DataWave 7.x Docs - DataWave Ingest Configuration

Data Type Configuration

Here, Data Type denotes a distinct flow of data into the system in which all the raw input arrives in the same binary format and conforms to some well-defined information schema (e.g., an XML dataset where all the input files conform to the same XSD)

Configuration Files

File Name: {Data Type}-config.xml
- The only requirement for the file name is that it must end with “-config.xml”
- Example file: myjson-ingest-config.xml
Edge definitions for the data type, if any, should be defined in a distinct, global config file
- Example file: edge-definitions.xml

Properties

In practice, the settings available to a given data type may originate from any number of specialized classes throughout the ingest API, each class establishing its own set of configurable behaviors for various ingest-related purposes. Thus, the properties below are a relatively small subset of all those possible, but they represent core settings that will be common across most, if not all, of your data types.

Data Type Properties
Property Name	Description
data.name	This value is effectively an identifier for both the data type and its associated data feed. Therefore, the value must be unique across all data type configs. Unless a (data.name).output.name value is specified, this value will also be used as the Data Type (DT) identifier (and Column Family prefix) for all associated objects in the primary data table. If so, then it may be leveraged by query clients for data filtering purposes. Note that '(data.name).' must be used as a prefix for (most of) the data type's remaining property names
(data.name).output.name	This value will be used to identify the Data Type (DT) and to establish the Column Family prefix for all associated data objects in Accumulo. Thus, query clients may leverage this value for data filtering. Unlike data.name, this value does not have to be unique across all configs. For example, we might find later on that there is enrichment info related to our original data feed that we'd like to incorporate. Rather than modify the original data feed and its config, we may opt to establish a new feed with its own distinct config. If so, we may find it beneficial to reuse the *.output.name value in the new feed's configuration Using the same output name for the new feed allows its data objects in Accumulo to be merged into and collocated with the corresponding data objects from the original feed, provided that both are utilizing compatible sharding and UID creation strategies for their respective objects
(data.name).data.category.date	A known field name within the data to be used, if present, for the given object's shard row date (a.k.a. "event date"), thus affecting the object's partition assignment within the primary data table
(data.name).data.category.date.formats	Known/valid date format(s) for the field identified by (data.name).data.category.date. Comma-delimited, if more than one. Examples: yyyy-MM-dd, yyyy-MM-dd'T'HH:mm:ss'Z', yyyy-MM-dd HH:mm:ss
file.input.format	Hadoop MapReduce InputFormat implementation. Fully-qualified class name
(data.name).reader.class	Fully-qualified name of the class implementing Hadoop MapReduce RecordReader and extending datawave.ingest.input.reader.EventRecordReader. As such, this class presents raw data objects (in the form of datawave.ingest.data.RawRecordContainer) as input to the DataWave Ingest mapper, datawave.ingest.mapreduce.EventMapper.

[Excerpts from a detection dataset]
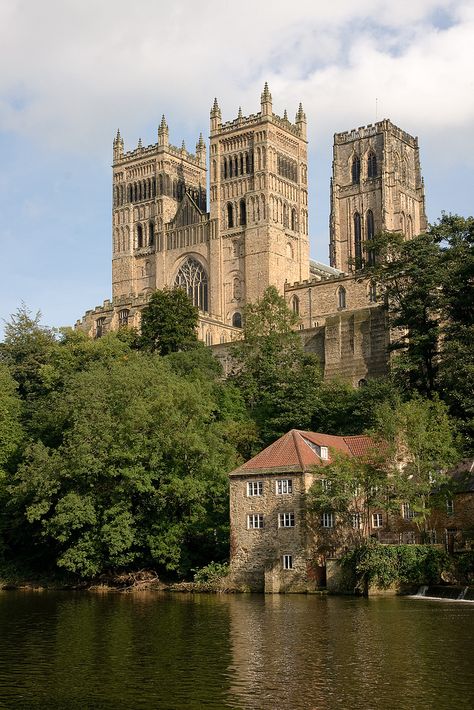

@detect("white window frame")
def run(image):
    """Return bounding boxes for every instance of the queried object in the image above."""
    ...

[247,513,264,530]
[247,481,263,498]
[321,513,334,530]
[275,478,293,496]
[372,513,383,528]
[278,513,295,528]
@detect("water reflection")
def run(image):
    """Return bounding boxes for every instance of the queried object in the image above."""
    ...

[0,592,474,710]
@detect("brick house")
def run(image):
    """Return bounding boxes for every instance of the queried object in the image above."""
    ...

[229,429,370,592]
[229,429,474,593]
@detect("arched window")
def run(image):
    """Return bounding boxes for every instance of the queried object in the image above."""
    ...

[291,208,296,232]
[352,155,360,185]
[119,308,130,328]
[174,256,208,311]
[337,286,346,310]
[240,200,247,225]
[95,316,105,338]
[366,210,375,266]
[137,224,143,249]
[232,311,242,328]
[227,202,234,229]
[367,153,377,177]
[369,281,377,303]
[354,212,362,269]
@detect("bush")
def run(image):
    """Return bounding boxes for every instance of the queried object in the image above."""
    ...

[194,562,229,582]
[342,541,449,589]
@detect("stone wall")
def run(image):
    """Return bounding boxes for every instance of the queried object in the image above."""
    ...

[230,469,315,593]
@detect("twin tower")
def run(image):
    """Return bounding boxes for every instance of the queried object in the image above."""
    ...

[80,84,426,362]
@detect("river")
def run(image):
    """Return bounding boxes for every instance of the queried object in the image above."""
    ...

[0,591,474,710]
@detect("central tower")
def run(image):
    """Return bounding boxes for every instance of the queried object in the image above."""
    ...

[209,84,309,326]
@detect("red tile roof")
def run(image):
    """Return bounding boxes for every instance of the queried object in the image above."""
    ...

[230,429,371,476]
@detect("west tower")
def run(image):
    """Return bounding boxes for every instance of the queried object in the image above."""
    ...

[329,120,427,273]
[210,84,309,325]
[112,116,207,300]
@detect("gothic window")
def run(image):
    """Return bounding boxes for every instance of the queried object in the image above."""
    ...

[232,311,242,328]
[337,286,346,310]
[137,224,143,249]
[119,308,130,328]
[174,256,208,311]
[367,153,377,177]
[369,281,377,303]
[352,155,360,185]
[366,210,375,266]
[240,200,247,225]
[354,212,362,269]
[291,208,296,232]
[95,316,105,338]
[227,202,234,229]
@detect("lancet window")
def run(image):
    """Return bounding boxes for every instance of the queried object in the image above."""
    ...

[174,256,209,311]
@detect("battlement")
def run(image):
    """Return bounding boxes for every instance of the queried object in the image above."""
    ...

[334,118,418,148]
[219,111,301,138]
[113,143,202,167]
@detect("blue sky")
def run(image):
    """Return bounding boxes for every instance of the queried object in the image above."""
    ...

[0,0,474,334]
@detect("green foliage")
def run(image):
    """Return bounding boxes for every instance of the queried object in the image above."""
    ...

[138,288,199,355]
[2,332,248,577]
[342,540,450,591]
[194,562,229,582]
[366,214,474,453]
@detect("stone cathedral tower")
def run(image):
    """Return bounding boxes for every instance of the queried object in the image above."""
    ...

[330,120,427,273]
[210,84,309,325]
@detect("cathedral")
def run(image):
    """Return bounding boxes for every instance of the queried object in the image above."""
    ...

[76,84,427,384]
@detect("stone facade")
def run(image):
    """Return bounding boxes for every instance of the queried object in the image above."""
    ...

[76,92,426,384]
[330,120,427,273]
[229,430,369,593]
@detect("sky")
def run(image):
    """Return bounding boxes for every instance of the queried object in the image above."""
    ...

[0,0,474,334]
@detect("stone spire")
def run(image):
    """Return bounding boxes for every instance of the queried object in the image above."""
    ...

[114,128,123,160]
[211,99,222,133]
[158,114,169,146]
[295,103,307,139]
[196,133,206,166]
[260,82,273,116]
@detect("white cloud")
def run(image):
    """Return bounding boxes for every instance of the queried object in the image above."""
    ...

[0,0,474,153]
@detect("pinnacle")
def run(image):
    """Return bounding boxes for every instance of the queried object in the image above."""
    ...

[262,82,272,101]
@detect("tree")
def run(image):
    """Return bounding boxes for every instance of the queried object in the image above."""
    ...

[7,352,241,576]
[367,233,442,397]
[138,288,199,355]
[308,396,457,546]
[231,286,322,445]
[366,214,474,453]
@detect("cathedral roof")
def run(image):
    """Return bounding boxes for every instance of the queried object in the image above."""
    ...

[229,429,371,476]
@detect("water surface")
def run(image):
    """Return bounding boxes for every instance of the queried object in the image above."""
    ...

[0,591,474,710]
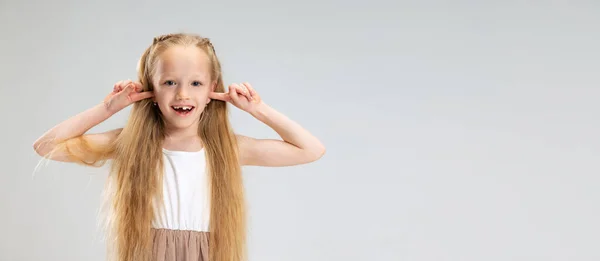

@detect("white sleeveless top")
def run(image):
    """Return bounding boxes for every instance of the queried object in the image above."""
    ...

[153,149,210,232]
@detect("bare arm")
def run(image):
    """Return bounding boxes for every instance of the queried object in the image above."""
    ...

[210,83,325,167]
[33,103,117,161]
[33,81,151,161]
[238,103,325,167]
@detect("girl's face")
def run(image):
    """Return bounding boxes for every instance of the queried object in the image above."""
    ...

[153,46,214,130]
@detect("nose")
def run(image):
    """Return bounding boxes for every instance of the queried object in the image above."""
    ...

[175,86,190,100]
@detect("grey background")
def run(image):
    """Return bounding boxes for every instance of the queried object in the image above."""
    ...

[0,0,600,261]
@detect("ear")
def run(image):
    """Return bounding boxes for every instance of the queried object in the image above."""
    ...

[206,81,217,105]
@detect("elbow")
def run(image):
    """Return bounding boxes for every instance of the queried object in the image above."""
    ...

[310,144,326,162]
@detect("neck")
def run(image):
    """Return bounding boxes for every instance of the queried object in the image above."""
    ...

[164,124,202,151]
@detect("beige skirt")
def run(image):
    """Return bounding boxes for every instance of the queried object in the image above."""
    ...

[152,226,209,261]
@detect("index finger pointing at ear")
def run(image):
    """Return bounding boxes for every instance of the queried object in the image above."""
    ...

[208,92,231,101]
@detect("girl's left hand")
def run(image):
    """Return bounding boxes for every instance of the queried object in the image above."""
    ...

[209,82,262,113]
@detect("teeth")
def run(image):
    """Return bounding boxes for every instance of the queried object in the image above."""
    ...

[173,106,192,111]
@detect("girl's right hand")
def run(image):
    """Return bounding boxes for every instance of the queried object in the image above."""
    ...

[104,80,154,113]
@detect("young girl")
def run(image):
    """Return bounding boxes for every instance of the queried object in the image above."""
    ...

[34,34,325,261]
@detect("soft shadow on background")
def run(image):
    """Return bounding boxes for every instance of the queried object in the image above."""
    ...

[0,0,600,261]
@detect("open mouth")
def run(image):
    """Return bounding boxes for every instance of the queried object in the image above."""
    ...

[171,105,195,116]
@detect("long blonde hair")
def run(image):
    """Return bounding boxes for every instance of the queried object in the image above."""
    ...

[49,34,246,261]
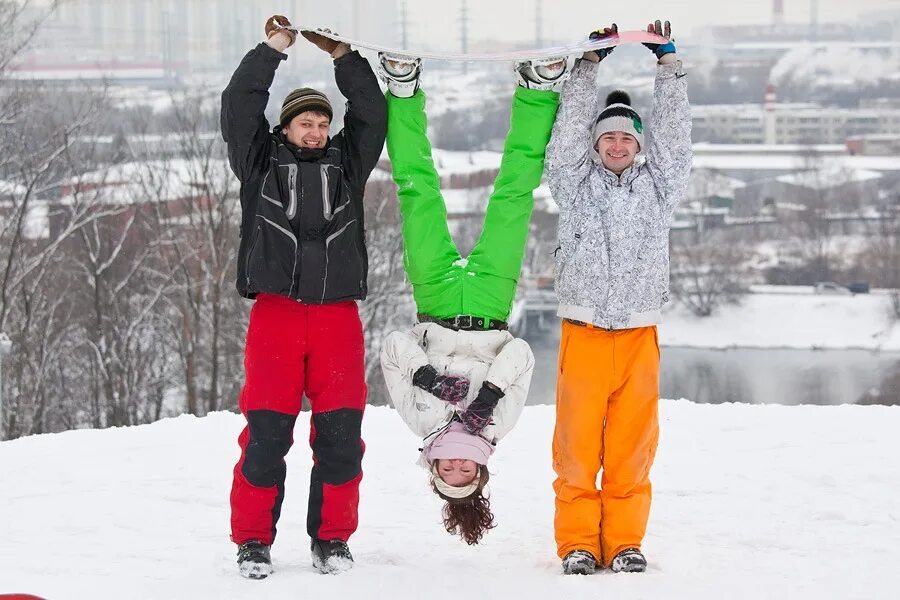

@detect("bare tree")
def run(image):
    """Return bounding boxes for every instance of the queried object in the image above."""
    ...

[670,239,750,317]
[360,181,415,404]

▶ _WORK TO COMPLETE_:
- a) Answer these questions from the configuration page:
(i) What must a data type's configuration file name end with?
(ii) Where should a data type's edge definitions be defined?
(iii) Which property, unlike data.name, does not have to be unique across all configs?
- b) Reproduce word for word the part of the configuration page between "Configuration Files" and "your data types.", inclusive.
Rely on the configuration page alone.

▶ _PER-TASK OUTPUTS_:
- a)
(i) "-config.xml"
(ii) In a distinct, global config file
(iii) (data.name).output.name

- b)
Configuration Files

File Name: {Data Type}-config.xml
- The only requirement for the file name is that it must end with “-config.xml”
- Example file: myjson-ingest-config.xml
Edge definitions for the data type, if any, should be defined in a distinct, global config file
- Example file: edge-definitions.xml

Properties

In practice, the settings available to a given data type may originate from any number of specialized classes throughout the ingest API, each class establishing its own set of configurable behaviors for various ingest-related purposes. Thus, the properties below are a relatively small subset of all those possible, but they represent core settings that will be common across most, if not all, of your data types.